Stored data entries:
******************************
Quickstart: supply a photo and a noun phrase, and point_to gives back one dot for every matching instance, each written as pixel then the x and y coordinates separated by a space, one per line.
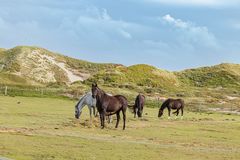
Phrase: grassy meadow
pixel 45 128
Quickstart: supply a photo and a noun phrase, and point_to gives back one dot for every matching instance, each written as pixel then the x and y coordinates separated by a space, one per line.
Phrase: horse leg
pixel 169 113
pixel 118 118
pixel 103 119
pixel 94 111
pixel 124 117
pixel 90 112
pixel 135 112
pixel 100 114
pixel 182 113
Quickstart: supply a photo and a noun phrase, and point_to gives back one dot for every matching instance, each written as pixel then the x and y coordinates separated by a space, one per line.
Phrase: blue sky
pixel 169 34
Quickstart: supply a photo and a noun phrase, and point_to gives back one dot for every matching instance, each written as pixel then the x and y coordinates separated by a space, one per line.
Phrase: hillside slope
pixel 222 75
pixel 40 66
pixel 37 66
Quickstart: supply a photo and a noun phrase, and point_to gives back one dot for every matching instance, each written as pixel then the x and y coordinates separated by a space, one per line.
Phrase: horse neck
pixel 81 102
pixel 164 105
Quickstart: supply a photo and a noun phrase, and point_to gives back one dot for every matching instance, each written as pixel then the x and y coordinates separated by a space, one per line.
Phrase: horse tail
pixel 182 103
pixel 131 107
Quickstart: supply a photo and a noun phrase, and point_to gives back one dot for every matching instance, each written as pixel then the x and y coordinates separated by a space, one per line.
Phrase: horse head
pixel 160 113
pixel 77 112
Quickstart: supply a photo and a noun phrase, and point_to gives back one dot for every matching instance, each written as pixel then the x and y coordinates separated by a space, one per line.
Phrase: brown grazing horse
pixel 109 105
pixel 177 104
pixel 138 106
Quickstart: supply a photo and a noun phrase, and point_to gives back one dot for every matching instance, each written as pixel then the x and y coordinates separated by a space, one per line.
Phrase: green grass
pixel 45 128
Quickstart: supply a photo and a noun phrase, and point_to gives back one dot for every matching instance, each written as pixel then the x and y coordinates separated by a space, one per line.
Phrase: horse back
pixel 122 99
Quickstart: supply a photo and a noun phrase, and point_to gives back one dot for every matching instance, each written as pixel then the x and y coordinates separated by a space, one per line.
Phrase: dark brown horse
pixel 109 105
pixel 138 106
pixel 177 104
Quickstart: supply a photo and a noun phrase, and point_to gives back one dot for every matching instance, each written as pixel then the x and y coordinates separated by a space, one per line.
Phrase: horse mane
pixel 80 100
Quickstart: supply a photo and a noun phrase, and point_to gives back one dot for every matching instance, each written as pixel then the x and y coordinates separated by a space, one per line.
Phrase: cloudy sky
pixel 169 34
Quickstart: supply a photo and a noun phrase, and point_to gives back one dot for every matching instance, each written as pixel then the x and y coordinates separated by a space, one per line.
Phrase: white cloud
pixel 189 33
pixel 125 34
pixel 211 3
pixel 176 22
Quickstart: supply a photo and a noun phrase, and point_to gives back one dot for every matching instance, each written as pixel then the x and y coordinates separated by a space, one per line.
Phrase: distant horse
******************************
TASK STATEMENT: Repeat the entries exactly, pictures left out.

WRITTEN RESPONSE:
Quickstart: supply a photo and a noun phrase, and point_to gives back one dot for every matching instance, each written as pixel then the x and y coordinates separated by a space, one per line.
Phrase: grassy meadow
pixel 45 128
Quickstart: supply a photo and a noun phrase, and point_to gives back one dot for every matching instance, each written as pixel then the x and y coordinates separated by a space, one per line.
Phrase: horse leg
pixel 169 113
pixel 118 118
pixel 103 119
pixel 94 111
pixel 124 117
pixel 90 112
pixel 135 112
pixel 100 114
pixel 182 113
Quickstart: supply a photo and a noun phrase, and point_to gives back one dot for every matching instance, each written as pixel then the x and y coordinates separated by a space, one per line.
Phrase: blue sky
pixel 169 34
Quickstart: supply a photo and a noun phrase, and point_to gives back one dot for every matching instance, each written as pixel then the x and y coordinates separated by a space, one per line.
Phrase: hillside slope
pixel 222 75
pixel 40 66
pixel 37 66
Quickstart: supply a photo and a noun phrase, and point_to gives back one dot for every matching instance, each written as pixel then the x and y coordinates separated by a space, one per line.
Phrase: horse neck
pixel 81 102
pixel 164 105
Quickstart: supply a photo and a noun phrase, and point_to gives back one dot for every matching instance, each written as pixel then the x and y coordinates separated by a space, one per line.
Phrase: horse tail
pixel 182 103
pixel 131 107
Quickstart: supply a photo and a noun phrase, and point_to gives back one dot for every matching instance, each written as pixel then the x and y coordinates separated by a space, one per line.
Phrase: horse head
pixel 160 113
pixel 77 112
Quickstart: supply a photo and a noun phrase, and point_to gives back one dot for every matching instance, each written as pixel then the x and y coordinates separated by a space, one per line.
Phrase: brown grazing horse
pixel 109 105
pixel 177 104
pixel 138 106
Quickstart: supply a photo and a noun phrase, and point_to gives back one dot for every matching instance, each written as pixel then the x and y coordinates separated by a space, one per line.
Phrase: green grass
pixel 45 128
Quickstart: supply a photo and a noun phrase, and point_to gives back one dot for every matching instance, each written as pixel then the x and y coordinates separated by a space, one per line.
Phrase: horse back
pixel 122 99
Quickstart: supply a photo and a noun phrase, and point_to gives back one dot for every matching instance, each written as pixel then the x and y coordinates separated by a space, one per line.
Phrase: dark brown horse
pixel 109 105
pixel 138 106
pixel 177 104
Quickstart: supply a photo and a noun phrase, and point_to gives back one dot for every matching instance, each written as pixel then the x and y coordinates separated by a space, one per line.
Phrase: horse mane
pixel 80 100
Quickstart: supply a photo and a noun phrase, and point_to gives back one dot for every matching instance, each written as pixel then the x and y coordinates separated by a space, one per line.
Phrase: cloudy sky
pixel 169 34
Quickstart: supply a photo and a noun phrase, and point_to gives back one dot for every matching instance, each written as pixel then the x and y coordinates separated by a space, one per line.
Phrase: white cloud
pixel 189 33
pixel 125 34
pixel 211 3
pixel 176 22
Quickstart: supply a photo and a noun phrase, and point_to gives back one dot for every matching instance, each written as pixel then the x and y coordinates separated by a space, one per line.
Phrase: distant horse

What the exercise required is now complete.